REQUIRED WORK |
Convert the records below into a JSON list of strings with one string per line, skipping blank lines and leaving out the pictures.

EXTRACTED DATA |
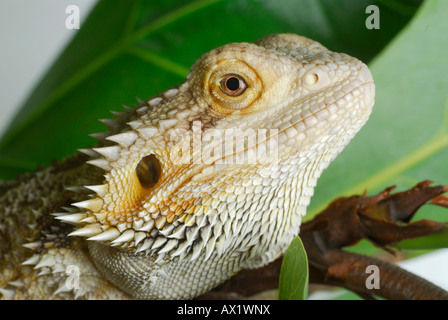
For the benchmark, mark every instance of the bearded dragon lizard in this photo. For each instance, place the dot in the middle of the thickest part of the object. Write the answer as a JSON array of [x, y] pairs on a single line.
[[163, 207]]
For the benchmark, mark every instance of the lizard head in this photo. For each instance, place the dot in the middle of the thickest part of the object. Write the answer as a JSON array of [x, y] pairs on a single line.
[[228, 160]]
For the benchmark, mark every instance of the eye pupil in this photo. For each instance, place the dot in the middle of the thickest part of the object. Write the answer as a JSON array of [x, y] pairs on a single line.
[[233, 85], [148, 171]]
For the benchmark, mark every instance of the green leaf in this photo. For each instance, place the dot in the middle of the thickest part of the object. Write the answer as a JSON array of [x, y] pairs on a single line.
[[293, 283], [130, 49]]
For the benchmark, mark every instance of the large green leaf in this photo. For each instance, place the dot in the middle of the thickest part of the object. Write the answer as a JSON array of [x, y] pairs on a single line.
[[131, 48], [293, 282]]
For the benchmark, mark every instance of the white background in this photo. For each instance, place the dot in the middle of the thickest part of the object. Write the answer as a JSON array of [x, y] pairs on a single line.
[[33, 33]]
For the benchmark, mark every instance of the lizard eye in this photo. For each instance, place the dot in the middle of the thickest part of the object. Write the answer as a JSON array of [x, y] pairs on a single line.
[[149, 171], [233, 85]]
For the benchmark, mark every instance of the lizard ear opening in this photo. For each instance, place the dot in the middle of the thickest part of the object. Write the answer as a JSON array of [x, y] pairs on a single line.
[[149, 171]]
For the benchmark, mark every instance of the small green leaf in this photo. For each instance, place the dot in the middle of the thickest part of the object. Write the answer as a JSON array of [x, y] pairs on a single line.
[[293, 283]]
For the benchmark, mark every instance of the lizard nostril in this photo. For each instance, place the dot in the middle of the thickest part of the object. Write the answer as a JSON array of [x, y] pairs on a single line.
[[316, 78], [149, 171]]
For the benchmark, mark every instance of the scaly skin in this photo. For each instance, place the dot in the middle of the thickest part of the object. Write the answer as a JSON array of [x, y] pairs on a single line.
[[156, 214]]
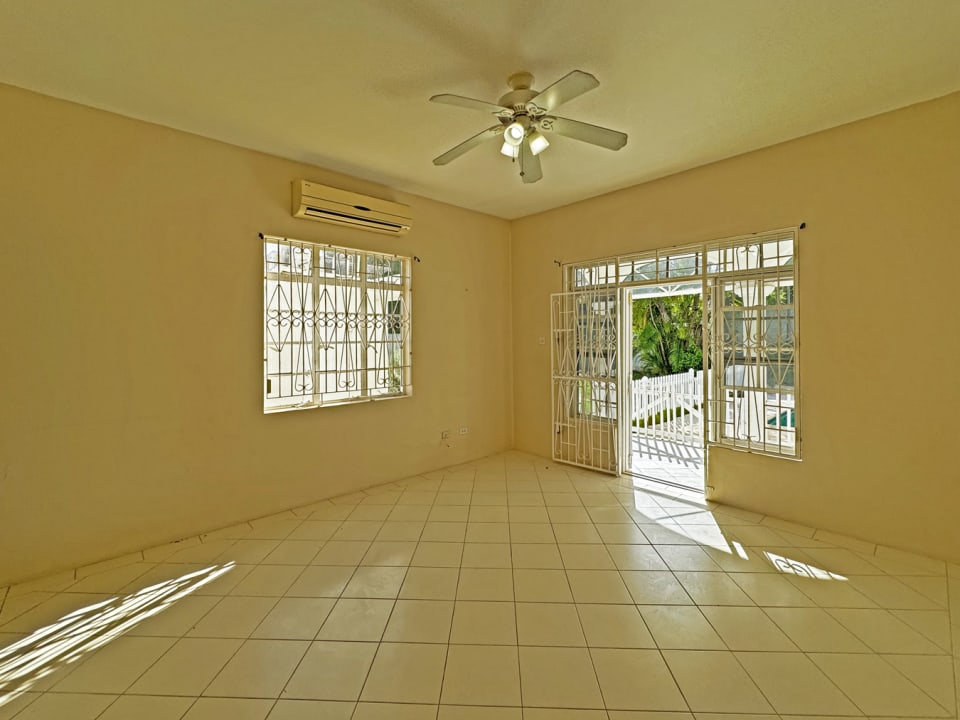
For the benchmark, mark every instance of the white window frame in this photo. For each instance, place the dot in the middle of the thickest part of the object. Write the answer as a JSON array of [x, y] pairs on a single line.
[[692, 263], [336, 325]]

EXPECTED ANSWER |
[
  "For the benchmark, mark every instance of the bearded dragon lizard in this photo. For each instance, place the dot in the middle of the thickest part of the object. Write the answer as a JSON array of [x, y] pairs on a single line.",
  "[[163, 207]]",
  "For the benchmark, mark every instance of the lizard head in this photo. For each instance, place the dot in the middle of the thickest part of the object. Write the answer as a JSON array of [x, y] pairs on a single line.",
  "[[228, 160]]",
  "For the benchmark, mark every instance of the eye pupil in this photo. For each instance, place the dot in the middle of the thickest part of the object. Write the answer as a JSON array of [x, y] pairs on a single line.",
  "[[233, 85], [148, 171]]",
  "For the benchmark, mark every instance of the green leaf in this photo. For each instance, place the dot in the middle of the thickest part of the object. Write the answer as a JSON array of [x, y] pairs on a single line.",
  "[[293, 283], [130, 49]]",
  "For the benchmark, mark every instance of the large green leaf in this photo. For each instance, place the dot in the middle of the thickest part of the object. Write the answer as a JSON array of [x, y] pairs on a single line.",
  "[[131, 48], [293, 282]]",
  "For the benchmark, mark every instance of the white background in this photo. For each instance, place the dot in the middle of the thickest part of the object. Write the answer as a JSON array of [x, y] pairs on a single line.",
  "[[33, 33]]",
  "For the benchmark, mark every instance of the lizard eye in this photo. For each instance, place the dot in the middle of the thickest part of the object. Write the answer as a JSON array of [x, y] pairs on a single line.",
  "[[149, 171], [233, 85]]",
  "For the benchmark, mark every instance of the lizard ear opening in this photo. For each instance, place the dot in the middle of the thickest part of the object. Write the answer as a JSON array of [x, y] pairs on a single line.",
  "[[149, 171]]",
  "For the benchmark, mark every instance of the small green leaf in this photo. For each instance, place the dot in the middle of the thickest part of the object. Write the answer as a JSON array of [x, y] pairs on a single line.",
  "[[293, 283]]",
  "For the benchmark, mark every instance of the lizard nostril in this photo. For each instance, place the dot in the middle of the thickest part of the object. Write the answer as a JSON array of [x, y] pairs on a single line.",
  "[[316, 78], [149, 171]]",
  "For the benchmark, mark every instance of the scaly skin in this photo. For each instance, place the dot in the middle of the thickest part of the object. Write the answer as a JSON array of [x, y] pairs on a single line.",
  "[[156, 214]]",
  "For the benchmark, mark every instance of the white window frame in this photo. For each instance, place the dot in the middle of the thickest part of the object. Write the answer as a JSON array of [x, y] pairs on a single line.",
  "[[692, 263], [336, 325]]"
]